**Written task**
Write out each line of the listing as it stands, without the images.
_ _ _
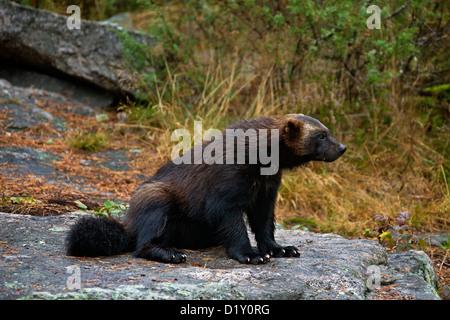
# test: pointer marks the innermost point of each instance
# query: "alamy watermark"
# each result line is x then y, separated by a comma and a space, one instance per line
74, 21
374, 21
74, 280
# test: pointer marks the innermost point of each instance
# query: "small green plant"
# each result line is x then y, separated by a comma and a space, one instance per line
109, 209
88, 141
391, 232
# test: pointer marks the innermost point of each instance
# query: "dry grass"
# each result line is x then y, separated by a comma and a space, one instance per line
388, 168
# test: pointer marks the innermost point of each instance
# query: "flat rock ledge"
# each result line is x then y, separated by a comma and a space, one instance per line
33, 265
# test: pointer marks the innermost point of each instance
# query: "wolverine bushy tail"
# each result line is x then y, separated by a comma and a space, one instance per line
93, 237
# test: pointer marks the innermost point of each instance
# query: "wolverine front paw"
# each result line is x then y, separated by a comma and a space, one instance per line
_ _ _
**Output of the exercise**
# test: pointer marks the innermost point of each instance
# query: "alamy watermark"
# each result line is x then y, separated by a comma and a space, one instance per line
74, 21
374, 21
74, 280
# test: pointer marks the innermost point of each instance
# query: "small green plant"
# each result line is x then y, separated by a comma and a space, one instance per line
109, 209
88, 141
391, 232
# test: pointer marks the innermost point of each instance
# query: "dry grass"
# each result line is x then y, separated by a comma and a space, one instance per line
388, 168
# test: pointer marks the innermost point of each instance
# query: "flat rock ledge"
# each result line is x then y, separated by a comma and a space, one instance per line
33, 265
# test: pointer marks the innermost point of each instance
# query: "wolverine bushy tail"
# each result line is x then y, separated by a comma and a space, one instance per line
93, 237
# test: pointer marks the innermost point of each instance
# query: "wolverine front paw"
# each result line is x then y, separated by a comma and a space, one instance per line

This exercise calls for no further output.